* WRITTEN REQUEST
Rewrite the data below, changing every "segment" to "outline" and leaving everything else as it is. Don't include the pictures.

----------

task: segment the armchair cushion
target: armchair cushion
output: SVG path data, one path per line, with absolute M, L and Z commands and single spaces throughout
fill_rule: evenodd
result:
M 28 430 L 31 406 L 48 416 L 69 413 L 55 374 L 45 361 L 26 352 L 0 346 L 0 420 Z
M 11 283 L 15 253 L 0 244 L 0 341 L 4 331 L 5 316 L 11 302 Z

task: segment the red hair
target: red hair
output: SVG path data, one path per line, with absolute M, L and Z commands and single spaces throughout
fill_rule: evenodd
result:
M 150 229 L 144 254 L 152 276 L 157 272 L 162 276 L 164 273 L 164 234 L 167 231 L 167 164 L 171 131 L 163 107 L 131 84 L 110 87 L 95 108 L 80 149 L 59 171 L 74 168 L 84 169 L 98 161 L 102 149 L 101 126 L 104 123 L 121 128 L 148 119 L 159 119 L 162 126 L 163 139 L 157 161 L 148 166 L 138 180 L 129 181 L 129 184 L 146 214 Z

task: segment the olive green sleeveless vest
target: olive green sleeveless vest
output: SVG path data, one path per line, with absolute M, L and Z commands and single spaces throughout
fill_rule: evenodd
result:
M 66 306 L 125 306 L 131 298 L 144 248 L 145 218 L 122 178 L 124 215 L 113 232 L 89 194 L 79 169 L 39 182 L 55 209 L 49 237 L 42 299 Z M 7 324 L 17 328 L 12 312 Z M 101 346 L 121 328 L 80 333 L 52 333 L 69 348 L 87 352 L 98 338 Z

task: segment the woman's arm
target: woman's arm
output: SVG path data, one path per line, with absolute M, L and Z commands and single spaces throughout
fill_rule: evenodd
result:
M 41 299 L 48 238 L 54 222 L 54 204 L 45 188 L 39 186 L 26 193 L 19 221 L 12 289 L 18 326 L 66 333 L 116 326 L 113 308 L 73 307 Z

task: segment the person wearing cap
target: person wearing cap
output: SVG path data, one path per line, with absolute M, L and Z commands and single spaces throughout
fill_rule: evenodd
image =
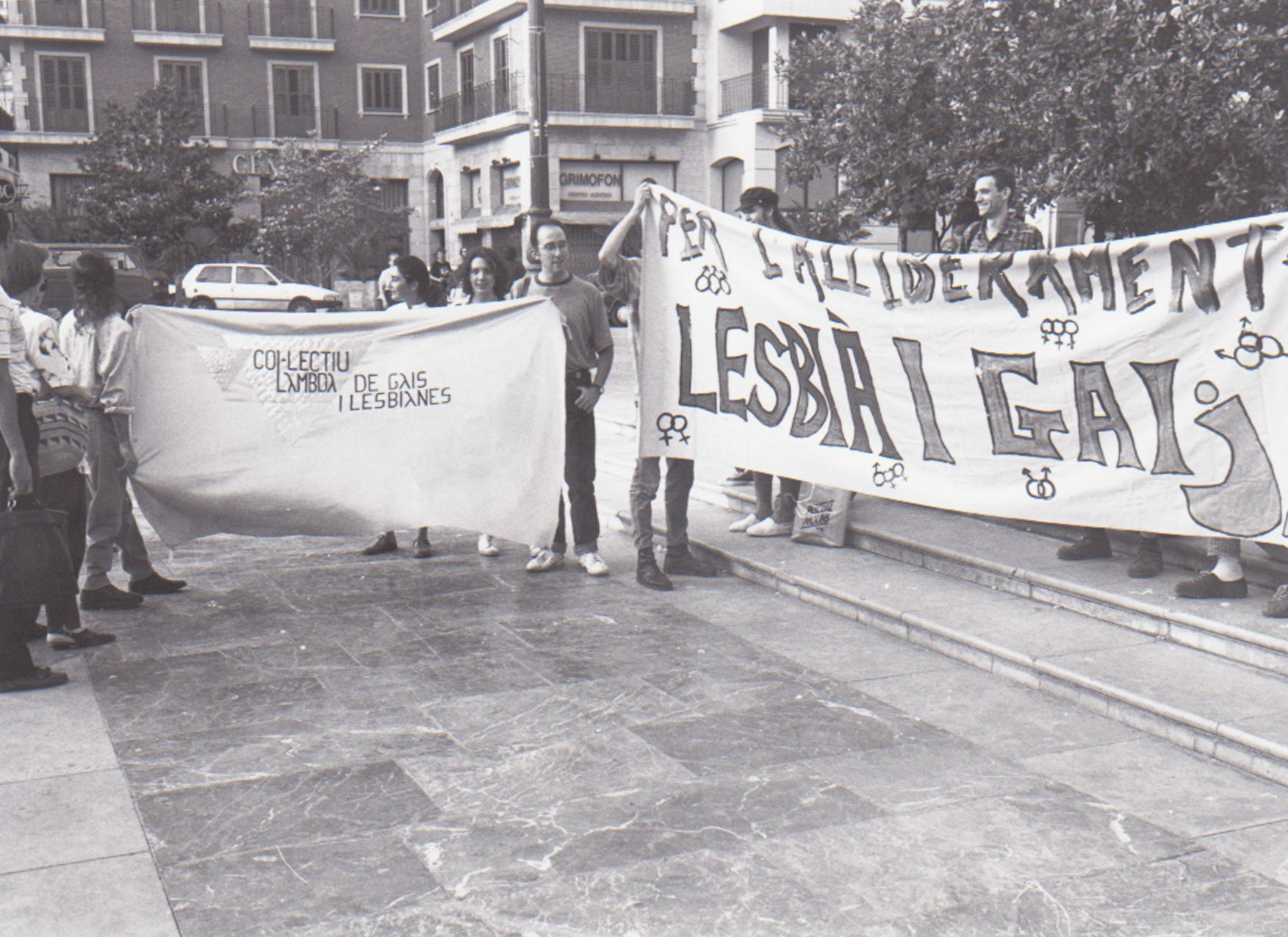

----------

* SOLUTION TO THIS PROBLEM
task: outline the armchair cushion
target: armchair cushion
output: SVG path data, one path per line, with absolute M, L and Z commands and single spaces throughout
fill_rule: evenodd
result:
M 28 430 L 31 406 L 48 416 L 69 413 L 55 374 L 45 361 L 26 352 L 0 346 L 0 420 Z
M 11 283 L 15 253 L 0 244 L 0 341 L 4 331 L 5 316 L 11 302 Z

task: outline the red hair
target: red hair
output: SVG path data, one path per line, with absolute M, L and Z commands and single spaces throughout
fill_rule: evenodd
result:
M 150 229 L 144 254 L 152 276 L 157 272 L 162 276 L 164 273 L 164 234 L 167 231 L 167 164 L 171 131 L 163 107 L 131 84 L 110 87 L 95 108 L 80 149 L 59 171 L 74 168 L 84 169 L 98 161 L 102 149 L 101 126 L 104 123 L 121 128 L 148 119 L 159 119 L 162 126 L 163 139 L 157 161 L 148 166 L 138 180 L 129 181 L 129 184 L 146 214 Z

task: outline the olive green sleeveless vest
target: olive green sleeveless vest
output: SVG path data, one path per line, with absolute M, L and Z commands and single spaces throughout
fill_rule: evenodd
result:
M 66 306 L 125 306 L 131 298 L 144 248 L 145 218 L 122 178 L 124 215 L 113 232 L 89 194 L 79 169 L 39 182 L 55 209 L 49 237 L 42 299 Z M 7 324 L 17 328 L 12 312 Z M 101 346 L 121 328 L 80 333 L 52 333 L 69 348 L 87 352 L 98 338 Z

task: outline the woman's arm
target: woman's arm
output: SVG path data, one path per line, with absolute M, L and Z commands and single spaces throughout
fill_rule: evenodd
result:
M 41 299 L 48 238 L 54 222 L 54 204 L 45 188 L 39 186 L 26 193 L 19 221 L 12 289 L 18 326 L 66 333 L 116 326 L 113 308 L 73 307 Z

task: outline the person wearing cap
target: person wearing cap
output: SVG path data, one path per line, with absolute M, L and Z commands and single spaces throughout
fill_rule: evenodd
image =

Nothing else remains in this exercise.